=== Provided information ===
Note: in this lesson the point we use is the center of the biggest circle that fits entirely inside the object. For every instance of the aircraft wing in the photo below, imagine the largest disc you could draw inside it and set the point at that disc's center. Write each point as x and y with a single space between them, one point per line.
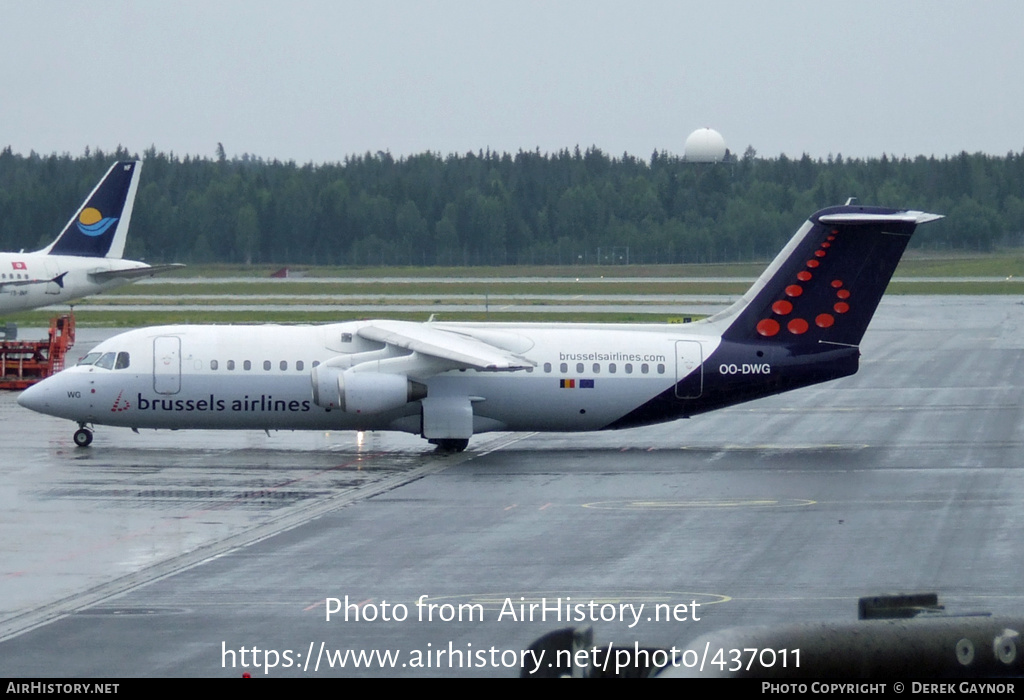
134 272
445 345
===
=== Provided information ===
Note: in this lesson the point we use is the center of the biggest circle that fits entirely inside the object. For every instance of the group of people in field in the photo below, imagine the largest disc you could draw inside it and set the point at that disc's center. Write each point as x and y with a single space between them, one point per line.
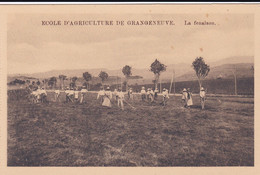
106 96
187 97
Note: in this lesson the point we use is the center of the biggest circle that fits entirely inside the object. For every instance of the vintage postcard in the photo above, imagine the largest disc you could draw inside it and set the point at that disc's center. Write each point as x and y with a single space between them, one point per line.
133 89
===
Task to complete
Collect every line of the items above that contains the word "aircraft", and copy each of those lines in full.

Correct output
Note: in this lesson the point we use is the center of the biggest circle that fits entirely inside the object. For every instance of the aircraft wing in the photo below, imagine the largest disc you could draw inside it and set the point at that disc's center. Write each point as x and y with a single space between them, one point per line.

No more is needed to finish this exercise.